### OBJECTIF DE L'EXERCICE
Recopiez mot pour mot l'intégralité de l'extrait consacré à la mobilisation dans les ports, les raffineries et les transports publics.

### EXTRAIT DU TEXTE
○ ○ ○

Les accès aux terminaux du port de Nantes-Saint-Nazaire, le premier de la façade Atlantique, étaient toujours bloqués jeudi à l'appel de la fédération CGT ports et docks. 
Quatre raffineries sur sept "connaissent des difficultés temporaires dans leurs expéditions", de même que deux dépôts de carburant "sur environ 200", selon le ministère de la Transition écologique et solidaire. 
Dans les transports publics, fers de lance de la mobilisation, le trafic des TGV était "quasi normal" et l'intégralité des lignes de métro était ouvertes à Paris, même partiellement. La SNCF n'est "pas très loin du milliard" d'euros de pertes depuis le début du mouvement, selon son PDG Jean-Pierre Farandou, qui a annoncé un plan d'économies en février.

○ ○ ○

### DONNÉES FOURNIES
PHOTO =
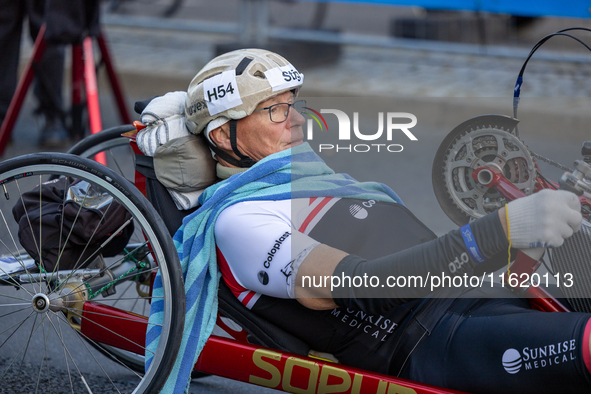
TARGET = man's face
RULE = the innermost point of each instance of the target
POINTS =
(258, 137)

○ ○ ○

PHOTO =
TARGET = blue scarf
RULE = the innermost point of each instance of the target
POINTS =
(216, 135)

○ ○ ○

### RÉPONSE RÉDIGÉE
Les accès aux terminaux du port de Nantes-Saint-Nazaire, le premier de la façade Atlantique, étaient toujours bloqués jeudi à l'appel de la fédération CGT ports et docks. 
Quatre raffineries sur sept "connaissent des difficultés temporaires dans leurs expéditions", de même que deux dépôts de carburant "sur environ 200", selon le ministère de la Transition écologique et solidaire. 
Dans les transports publics, fers de lance de la mobilisation, le trafic des TGV était "quasi normal" et l'intégralité des lignes de métro était ouvertes à Paris, même partiellement. La SNCF n'est "pas très loin du milliard" d'euros de pertes depuis le début du mouvement, selon son PDG Jean-Pierre Farandou, qui a annoncé un plan d'économies en février.